Task goal
Repeat the listing exactly, line by line.

Dataset records
--------

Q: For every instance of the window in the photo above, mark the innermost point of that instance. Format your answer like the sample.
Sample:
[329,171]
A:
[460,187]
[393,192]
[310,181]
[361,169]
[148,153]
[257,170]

--------

Answer
Q: For every instance of the window in the photo above, mark the innermost point of that instance. Format your answer like the sample.
Sample:
[329,171]
A:
[460,187]
[393,192]
[310,181]
[361,169]
[148,153]
[257,170]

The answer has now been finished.